Exercise requirements
Convert the lines below into a JSON list of strings with one string per line, skipping blank lines and leaving out the pictures.

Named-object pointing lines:
__________

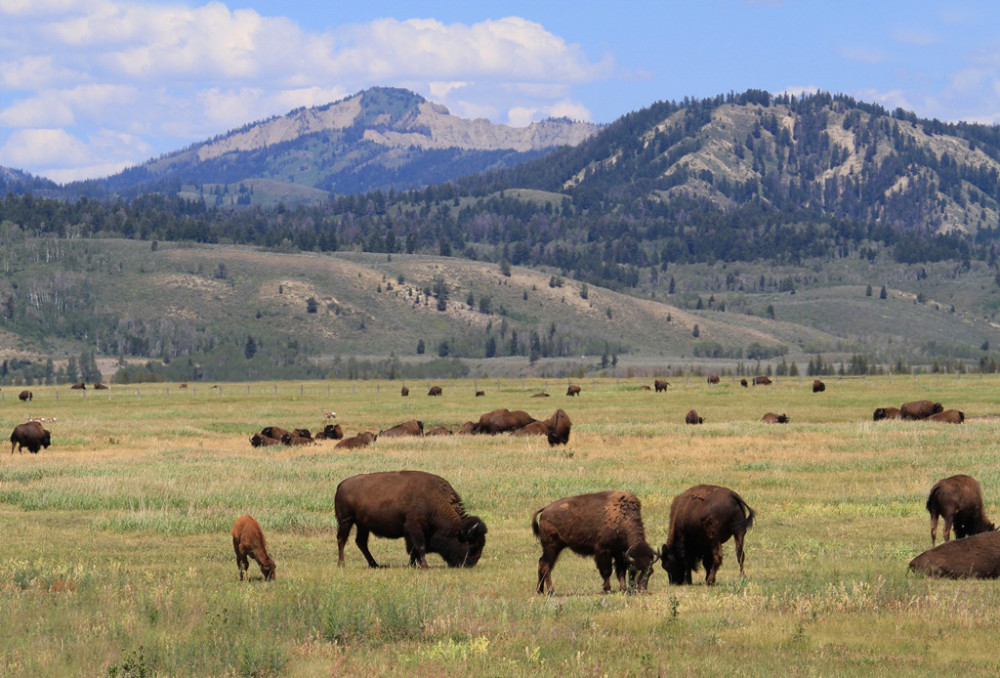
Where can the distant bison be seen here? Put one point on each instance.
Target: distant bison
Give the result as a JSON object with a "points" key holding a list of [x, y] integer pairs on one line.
{"points": [[248, 542], [886, 413], [702, 519], [606, 525], [30, 434], [407, 428], [919, 409], [948, 417], [959, 501], [975, 557], [363, 439], [422, 508]]}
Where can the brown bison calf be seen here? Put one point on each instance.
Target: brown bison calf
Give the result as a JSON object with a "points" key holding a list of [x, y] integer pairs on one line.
{"points": [[975, 557], [959, 501], [248, 542], [606, 525]]}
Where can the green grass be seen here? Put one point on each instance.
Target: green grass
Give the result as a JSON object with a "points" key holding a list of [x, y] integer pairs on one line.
{"points": [[117, 559]]}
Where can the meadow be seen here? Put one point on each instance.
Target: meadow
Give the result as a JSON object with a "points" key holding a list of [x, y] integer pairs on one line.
{"points": [[116, 558]]}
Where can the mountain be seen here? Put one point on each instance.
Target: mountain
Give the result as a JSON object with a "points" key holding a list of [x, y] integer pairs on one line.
{"points": [[378, 139]]}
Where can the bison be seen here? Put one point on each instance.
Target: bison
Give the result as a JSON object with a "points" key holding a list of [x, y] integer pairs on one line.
{"points": [[407, 428], [702, 519], [248, 542], [420, 507], [975, 557], [606, 525], [948, 417], [919, 409], [30, 434], [959, 501], [886, 413]]}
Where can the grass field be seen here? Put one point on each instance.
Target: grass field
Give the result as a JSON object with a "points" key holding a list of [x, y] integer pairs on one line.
{"points": [[115, 555]]}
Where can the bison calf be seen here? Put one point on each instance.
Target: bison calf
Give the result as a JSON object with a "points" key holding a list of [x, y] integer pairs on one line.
{"points": [[606, 525], [248, 542]]}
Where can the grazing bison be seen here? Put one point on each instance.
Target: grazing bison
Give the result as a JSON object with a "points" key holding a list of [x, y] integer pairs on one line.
{"points": [[959, 501], [407, 428], [248, 542], [503, 421], [606, 525], [30, 434], [886, 413], [948, 417], [919, 409], [702, 519], [975, 557], [422, 508]]}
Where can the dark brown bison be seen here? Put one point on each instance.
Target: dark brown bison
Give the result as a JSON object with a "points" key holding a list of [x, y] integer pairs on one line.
{"points": [[975, 557], [503, 421], [606, 525], [260, 440], [702, 519], [919, 409], [248, 542], [407, 428], [948, 417], [30, 434], [363, 439], [959, 501], [420, 507], [886, 413]]}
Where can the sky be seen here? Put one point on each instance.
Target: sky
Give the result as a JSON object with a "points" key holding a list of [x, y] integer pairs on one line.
{"points": [[90, 87]]}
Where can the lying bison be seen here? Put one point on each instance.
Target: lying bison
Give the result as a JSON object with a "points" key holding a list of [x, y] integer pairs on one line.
{"points": [[702, 519], [606, 525], [959, 501], [422, 508], [30, 434], [975, 557], [248, 542]]}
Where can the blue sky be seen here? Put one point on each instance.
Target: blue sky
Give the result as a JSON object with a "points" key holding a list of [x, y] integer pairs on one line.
{"points": [[88, 87]]}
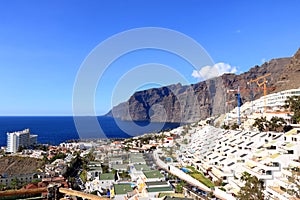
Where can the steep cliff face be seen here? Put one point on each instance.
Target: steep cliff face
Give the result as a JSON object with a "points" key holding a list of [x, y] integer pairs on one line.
{"points": [[177, 103]]}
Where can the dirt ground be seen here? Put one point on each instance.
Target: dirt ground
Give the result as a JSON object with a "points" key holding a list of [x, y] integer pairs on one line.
{"points": [[19, 165]]}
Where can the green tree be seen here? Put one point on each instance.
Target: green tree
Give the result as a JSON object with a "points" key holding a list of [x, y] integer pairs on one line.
{"points": [[295, 179], [253, 188], [260, 123], [235, 126], [293, 104], [15, 183]]}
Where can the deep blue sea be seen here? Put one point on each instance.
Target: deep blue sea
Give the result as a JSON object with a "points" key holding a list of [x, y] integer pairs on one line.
{"points": [[54, 130]]}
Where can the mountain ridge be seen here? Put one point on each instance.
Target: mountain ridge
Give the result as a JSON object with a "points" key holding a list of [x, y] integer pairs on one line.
{"points": [[190, 103]]}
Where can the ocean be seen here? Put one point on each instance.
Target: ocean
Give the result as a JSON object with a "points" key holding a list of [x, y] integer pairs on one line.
{"points": [[54, 130]]}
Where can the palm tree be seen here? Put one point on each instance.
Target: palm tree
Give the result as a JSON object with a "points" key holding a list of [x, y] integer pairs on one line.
{"points": [[253, 188], [293, 104]]}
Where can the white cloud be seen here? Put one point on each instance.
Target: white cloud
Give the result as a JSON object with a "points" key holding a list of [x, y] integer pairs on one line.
{"points": [[217, 69]]}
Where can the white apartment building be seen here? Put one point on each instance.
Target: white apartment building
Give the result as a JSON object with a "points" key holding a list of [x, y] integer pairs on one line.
{"points": [[19, 138]]}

__________

Full solution
[
  "Where can the distant bison be seen here? Put one point on each instance.",
  "Target: distant bison",
  "Give the result as a JSON object with a \"points\" key holding a list of [x, y] integer pairs on one line.",
  "{\"points\": [[248, 542], [886, 413], [702, 519], [606, 525], [30, 434], [407, 428], [919, 409], [948, 417], [959, 501], [975, 557], [363, 439], [422, 508]]}",
  "Where can the brown bison calf be seen here? Put one point on each instance.",
  "Target: brown bison calf",
  "Give the result as a JSON object with a \"points\" key holding a list of [x, y] integer pairs on one line.",
  "{\"points\": [[975, 557], [959, 501], [248, 542], [606, 525]]}",
  "Where can the green grass be seen here? Put one point on each instance.",
  "Target: green grass",
  "Give the result as a JSON object with a \"points\" key holding a list of [x, y] integer pairs on one line.",
  "{\"points\": [[117, 559]]}",
  "Where can the meadow be seen here? Put one point on each instance.",
  "Target: meadow",
  "Give the result as a JSON object with a \"points\" key holding a list of [x, y] integer pairs on one line.",
  "{\"points\": [[116, 558]]}",
  "Where can the mountain be seen here? Put one point on each instance.",
  "Target: mountain",
  "Give the result as a JSON object with a \"points\" key holding a list of [x, y] integer pairs on one line.",
  "{\"points\": [[378, 139]]}",
  "Where can the bison be seen here? Put one point on each instance.",
  "Target: bison",
  "Give the result as a JSON object with a \"points\" key holding a list of [x, y] integer pairs on one line.",
  "{\"points\": [[407, 428], [702, 519], [248, 542], [420, 507], [975, 557], [606, 525], [948, 417], [919, 409], [30, 434], [959, 501], [886, 413]]}",
  "Where can the grass field be seen here? Put one point on each instance.",
  "Target: grass field",
  "Give the result as a JSON object with a \"points\" key holding a list of [x, y] integer pairs on one line.",
  "{\"points\": [[115, 555]]}",
  "Where can the bison calf be seen here? Put one point on each instance.",
  "Target: bison calf",
  "Give the result as a JSON object with a \"points\" key holding a list of [x, y] integer pairs on one line.",
  "{\"points\": [[606, 525], [248, 542]]}",
  "Where can the grazing bison be seen here? Put one point on each instance.",
  "Target: grazing bison",
  "Give the result as a JSON object with a \"points\" key holding a list of [x, y] integer pairs on one line.",
  "{\"points\": [[959, 501], [407, 428], [248, 542], [503, 421], [606, 525], [30, 434], [886, 413], [948, 417], [919, 409], [702, 519], [975, 557], [422, 508]]}",
  "Where can the dark brown bison be seen here? Put one point on each instance.",
  "Target: dark brown bison",
  "Give the result as a JSON object with a \"points\" key holding a list of [x, y] integer pairs on one line.",
  "{\"points\": [[975, 557], [503, 421], [606, 525], [260, 440], [702, 519], [919, 409], [248, 542], [407, 428], [948, 417], [30, 434], [363, 439], [959, 501], [420, 507], [886, 413]]}",
  "Where can the sky be seen here? Put one point on each instance.",
  "Target: sky",
  "Give the result as a JSON object with a \"points\" key holding a list of [x, y] integer pairs on one line.",
  "{\"points\": [[90, 87]]}",
  "Where can the lying bison be seen here? Put one point on each instance.",
  "Target: lying bison",
  "Give the result as a JSON object with a \"points\" key holding a list of [x, y] integer pairs on one line.",
  "{\"points\": [[702, 519], [606, 525], [959, 501], [422, 508], [30, 434], [975, 557], [248, 542]]}",
  "Where can the blue sky be seen here? Put one point on each instance.",
  "Target: blue sky",
  "Give the result as a JSON object with a \"points\" key holding a list of [x, y] integer pairs on one line.",
  "{\"points\": [[88, 87]]}",
  "Where can the steep cliff face be seen here? Put one point on each instance.",
  "Target: steep cliff face",
  "Give the result as a JSON object with a \"points\" key holding a list of [x, y] integer pairs on one line.",
  "{\"points\": [[177, 103]]}",
  "Where can the dirt ground be seen here? Put one point on each instance.",
  "Target: dirt ground",
  "Give the result as a JSON object with a \"points\" key holding a list of [x, y] integer pairs on one line.",
  "{\"points\": [[19, 165]]}",
  "Where can the green tree be seen here? Put one point on each instance.",
  "Target: green tree",
  "Give the result as a JSON object with a \"points\" key holding a list of [x, y] integer pairs on one line.",
  "{\"points\": [[295, 179], [253, 188], [260, 123], [235, 126], [293, 104], [15, 183]]}",
  "Where can the deep blue sea be seen here? Put one point on each instance.",
  "Target: deep blue sea",
  "Give the result as a JSON object with a \"points\" key holding a list of [x, y] integer pairs on one line.",
  "{\"points\": [[54, 130]]}",
  "Where can the mountain ridge be seen here? Put one point on each instance.",
  "Target: mountain ridge",
  "Give the result as a JSON object with a \"points\" key holding a list of [x, y] integer pairs on one line.",
  "{\"points\": [[190, 103]]}",
  "Where can the ocean be seen here? Put one point on each instance.",
  "Target: ocean",
  "Give the result as a JSON object with a \"points\" key holding a list of [x, y] integer pairs on one line.",
  "{\"points\": [[54, 130]]}",
  "Where can the palm tree be seen here? Put one point on each instance.",
  "Target: palm tree",
  "Give the result as a JSON object with a \"points\" key holding a list of [x, y] integer pairs on one line.",
  "{\"points\": [[253, 188], [293, 104]]}",
  "Where can the white cloud be seen here? Put one point on each instance.",
  "Target: white cloud",
  "Give the result as a JSON object with a \"points\" key holding a list of [x, y] integer pairs on one line.",
  "{\"points\": [[217, 69]]}",
  "Where can the white apartment building be seen here? Put one point on each instance.",
  "Target: white apartment building",
  "Give the result as a JSON object with a \"points\" key holding a list of [x, y] integer pairs on one line.",
  "{\"points\": [[19, 138]]}"
]